## GIVEN PROBLEM
Can you lay out every line of these rows as a JSON list of strings, one string per line, skipping blank lines and leaving the pictures out?

# # # #

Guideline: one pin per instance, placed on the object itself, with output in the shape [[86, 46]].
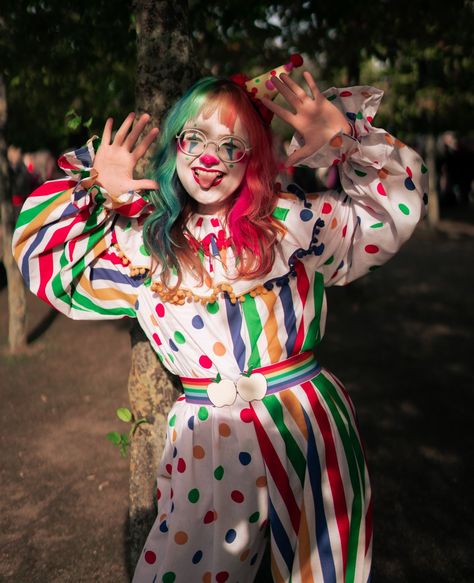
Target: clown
[[226, 276]]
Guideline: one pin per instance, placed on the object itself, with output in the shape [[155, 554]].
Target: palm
[[116, 161], [315, 118]]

# # # #

## COMPLETED TASK
[
  "Guideline: one pin per instance, placed on the object itself, with output in the shape [[86, 46]].",
  "Target: clown",
  "[[226, 276]]",
  "Guideline: one pin per instance, placed on the object itself, with output in the shape [[155, 554]].",
  "Target: palm",
  "[[116, 161], [315, 118]]"
]